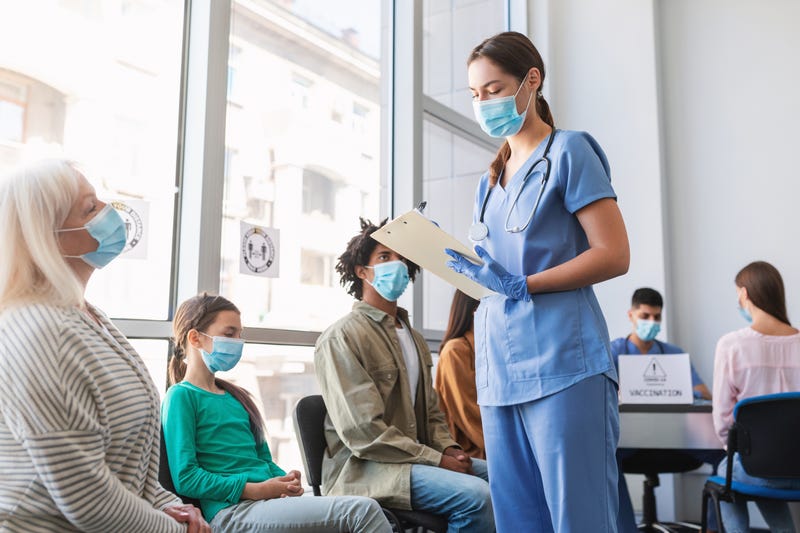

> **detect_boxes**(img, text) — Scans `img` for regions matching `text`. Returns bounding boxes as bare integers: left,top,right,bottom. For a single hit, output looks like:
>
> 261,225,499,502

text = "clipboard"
371,209,496,300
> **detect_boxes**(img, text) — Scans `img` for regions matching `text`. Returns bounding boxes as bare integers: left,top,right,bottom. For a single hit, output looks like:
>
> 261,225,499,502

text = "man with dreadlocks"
314,219,494,533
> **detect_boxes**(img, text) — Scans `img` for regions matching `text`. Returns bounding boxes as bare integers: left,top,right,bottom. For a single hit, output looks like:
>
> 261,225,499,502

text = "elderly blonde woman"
0,160,210,532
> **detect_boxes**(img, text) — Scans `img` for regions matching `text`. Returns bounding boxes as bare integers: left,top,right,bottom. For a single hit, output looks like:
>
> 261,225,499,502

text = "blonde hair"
0,159,84,310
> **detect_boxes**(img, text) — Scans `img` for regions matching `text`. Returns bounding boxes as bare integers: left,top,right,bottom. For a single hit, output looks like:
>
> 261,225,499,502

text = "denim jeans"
717,453,800,533
211,495,392,533
411,459,494,533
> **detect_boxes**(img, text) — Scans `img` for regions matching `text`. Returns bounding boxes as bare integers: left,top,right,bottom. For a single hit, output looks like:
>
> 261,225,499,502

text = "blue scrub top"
473,130,617,406
611,337,705,390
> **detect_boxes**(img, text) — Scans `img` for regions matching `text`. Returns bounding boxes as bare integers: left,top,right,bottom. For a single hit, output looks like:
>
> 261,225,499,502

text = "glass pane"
220,0,388,331
128,339,169,398
422,121,495,331
0,0,184,319
422,0,507,118
217,342,320,479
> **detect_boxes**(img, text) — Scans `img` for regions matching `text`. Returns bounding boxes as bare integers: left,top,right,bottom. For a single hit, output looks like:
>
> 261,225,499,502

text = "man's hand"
439,446,472,474
164,505,211,533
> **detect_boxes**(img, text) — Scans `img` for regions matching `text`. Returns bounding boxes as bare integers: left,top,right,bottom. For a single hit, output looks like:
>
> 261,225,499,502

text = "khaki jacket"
314,302,457,509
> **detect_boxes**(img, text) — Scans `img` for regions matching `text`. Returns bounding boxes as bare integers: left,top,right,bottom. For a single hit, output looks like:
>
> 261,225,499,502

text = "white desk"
619,404,722,450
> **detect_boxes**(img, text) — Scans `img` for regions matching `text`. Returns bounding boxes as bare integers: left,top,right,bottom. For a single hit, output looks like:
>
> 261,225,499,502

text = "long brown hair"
169,292,265,444
735,261,792,326
467,31,555,185
439,290,480,352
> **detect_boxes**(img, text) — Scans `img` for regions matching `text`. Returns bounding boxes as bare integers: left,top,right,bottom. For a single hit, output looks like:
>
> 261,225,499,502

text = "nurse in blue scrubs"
448,32,629,533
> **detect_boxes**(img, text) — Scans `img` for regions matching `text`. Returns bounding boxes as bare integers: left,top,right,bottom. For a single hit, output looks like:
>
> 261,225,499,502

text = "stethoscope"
469,126,556,241
625,335,664,355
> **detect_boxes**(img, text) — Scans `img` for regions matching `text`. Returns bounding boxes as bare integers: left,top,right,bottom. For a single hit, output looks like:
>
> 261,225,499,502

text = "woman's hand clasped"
444,246,531,302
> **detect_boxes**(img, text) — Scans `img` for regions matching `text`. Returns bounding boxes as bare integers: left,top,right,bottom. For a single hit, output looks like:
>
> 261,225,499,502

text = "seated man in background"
611,287,711,400
611,287,722,533
314,219,494,533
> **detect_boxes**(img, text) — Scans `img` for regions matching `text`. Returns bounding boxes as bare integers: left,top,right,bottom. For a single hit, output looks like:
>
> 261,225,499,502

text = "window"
220,0,387,332
0,0,184,320
422,0,508,118
422,0,509,332
300,250,336,287
303,169,337,218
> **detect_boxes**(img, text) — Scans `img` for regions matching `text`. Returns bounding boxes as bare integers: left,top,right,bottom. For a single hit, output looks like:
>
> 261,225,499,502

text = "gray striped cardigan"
0,305,185,533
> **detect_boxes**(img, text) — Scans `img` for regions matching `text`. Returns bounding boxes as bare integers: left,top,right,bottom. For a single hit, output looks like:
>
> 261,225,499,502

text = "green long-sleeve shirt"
161,381,286,522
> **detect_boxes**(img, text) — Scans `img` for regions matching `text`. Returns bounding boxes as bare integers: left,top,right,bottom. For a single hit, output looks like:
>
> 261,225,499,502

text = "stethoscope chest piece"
469,126,556,242
469,222,489,242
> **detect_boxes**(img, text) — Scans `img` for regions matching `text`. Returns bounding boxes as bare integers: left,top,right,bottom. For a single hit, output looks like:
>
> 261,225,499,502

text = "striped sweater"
0,305,185,533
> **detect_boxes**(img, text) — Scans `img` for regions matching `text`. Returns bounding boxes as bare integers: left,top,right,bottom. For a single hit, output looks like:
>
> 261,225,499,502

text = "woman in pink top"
713,261,800,533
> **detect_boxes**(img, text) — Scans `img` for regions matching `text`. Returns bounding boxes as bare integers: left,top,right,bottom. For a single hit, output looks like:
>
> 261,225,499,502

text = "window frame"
113,0,529,355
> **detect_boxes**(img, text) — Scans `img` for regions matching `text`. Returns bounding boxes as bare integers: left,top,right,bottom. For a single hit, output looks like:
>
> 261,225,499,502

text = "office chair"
702,392,800,531
293,394,447,533
619,449,703,533
158,429,200,509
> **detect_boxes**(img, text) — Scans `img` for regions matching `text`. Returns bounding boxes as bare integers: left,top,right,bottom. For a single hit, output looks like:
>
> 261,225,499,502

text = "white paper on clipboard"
372,209,495,300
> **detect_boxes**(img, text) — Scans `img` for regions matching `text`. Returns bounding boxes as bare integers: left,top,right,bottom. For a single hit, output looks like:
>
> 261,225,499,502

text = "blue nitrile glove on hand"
444,246,531,302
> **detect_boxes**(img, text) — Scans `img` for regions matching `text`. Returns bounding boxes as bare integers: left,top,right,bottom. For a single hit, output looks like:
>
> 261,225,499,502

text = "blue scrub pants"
481,375,619,533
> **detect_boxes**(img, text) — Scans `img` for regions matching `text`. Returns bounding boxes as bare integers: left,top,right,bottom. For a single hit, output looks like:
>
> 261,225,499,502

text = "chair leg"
642,476,659,526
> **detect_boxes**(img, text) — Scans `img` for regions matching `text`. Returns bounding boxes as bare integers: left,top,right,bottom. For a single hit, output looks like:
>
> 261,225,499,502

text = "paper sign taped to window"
239,221,280,278
619,353,694,404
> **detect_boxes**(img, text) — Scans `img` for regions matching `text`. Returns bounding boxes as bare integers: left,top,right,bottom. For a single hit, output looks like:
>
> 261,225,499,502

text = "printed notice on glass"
619,353,694,404
372,209,495,300
239,221,280,278
111,198,150,259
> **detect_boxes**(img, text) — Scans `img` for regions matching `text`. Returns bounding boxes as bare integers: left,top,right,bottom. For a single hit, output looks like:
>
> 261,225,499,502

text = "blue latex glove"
444,246,531,302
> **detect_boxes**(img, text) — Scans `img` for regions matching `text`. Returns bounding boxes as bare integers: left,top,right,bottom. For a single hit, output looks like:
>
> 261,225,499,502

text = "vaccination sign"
239,222,280,278
619,353,694,404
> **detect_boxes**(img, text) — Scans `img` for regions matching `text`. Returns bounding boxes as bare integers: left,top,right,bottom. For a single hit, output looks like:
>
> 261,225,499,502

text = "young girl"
161,294,391,533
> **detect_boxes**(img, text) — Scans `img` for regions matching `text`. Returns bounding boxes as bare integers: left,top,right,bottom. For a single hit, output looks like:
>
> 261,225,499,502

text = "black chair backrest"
734,392,800,478
293,394,328,496
158,430,200,508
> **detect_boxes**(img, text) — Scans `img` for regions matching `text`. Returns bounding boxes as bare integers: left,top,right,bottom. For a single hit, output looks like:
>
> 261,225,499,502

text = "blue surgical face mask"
198,331,244,374
472,84,533,137
738,305,753,324
364,261,410,302
636,318,661,342
57,204,128,268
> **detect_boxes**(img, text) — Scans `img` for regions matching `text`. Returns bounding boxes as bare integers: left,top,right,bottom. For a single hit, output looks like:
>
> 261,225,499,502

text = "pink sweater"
713,328,800,444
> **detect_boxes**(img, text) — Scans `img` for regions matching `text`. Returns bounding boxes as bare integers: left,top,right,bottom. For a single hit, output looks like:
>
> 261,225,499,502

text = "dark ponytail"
467,31,555,186
734,261,792,326
168,293,265,444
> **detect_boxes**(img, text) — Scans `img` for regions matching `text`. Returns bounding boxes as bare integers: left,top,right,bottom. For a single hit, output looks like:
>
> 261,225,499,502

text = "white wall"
657,0,800,390
544,0,669,338
529,0,800,525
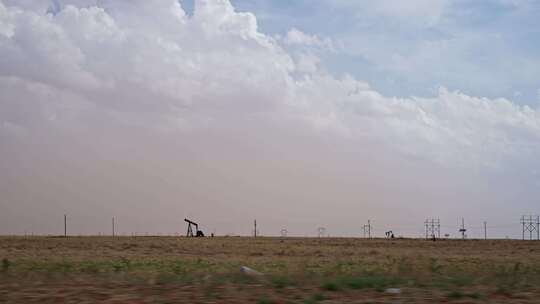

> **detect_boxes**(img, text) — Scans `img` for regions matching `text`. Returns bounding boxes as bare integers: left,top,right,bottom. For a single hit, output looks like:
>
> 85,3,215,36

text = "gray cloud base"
0,0,540,235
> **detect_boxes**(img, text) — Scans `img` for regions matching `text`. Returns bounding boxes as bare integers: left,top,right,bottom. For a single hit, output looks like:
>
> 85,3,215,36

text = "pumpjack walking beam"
184,219,204,237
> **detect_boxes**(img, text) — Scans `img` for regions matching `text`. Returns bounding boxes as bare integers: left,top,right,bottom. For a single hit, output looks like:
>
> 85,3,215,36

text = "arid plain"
0,236,540,303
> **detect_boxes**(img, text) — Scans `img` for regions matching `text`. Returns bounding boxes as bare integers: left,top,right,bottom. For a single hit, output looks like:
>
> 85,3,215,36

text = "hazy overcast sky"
0,0,540,237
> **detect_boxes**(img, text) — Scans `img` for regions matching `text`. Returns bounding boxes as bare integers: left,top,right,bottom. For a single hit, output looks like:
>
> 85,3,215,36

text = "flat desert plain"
┄┄┄┄┄┄
Show every line above that contains the word "sign". Case counts.

text = "paper sign taped to window"
text = "vaccination sign"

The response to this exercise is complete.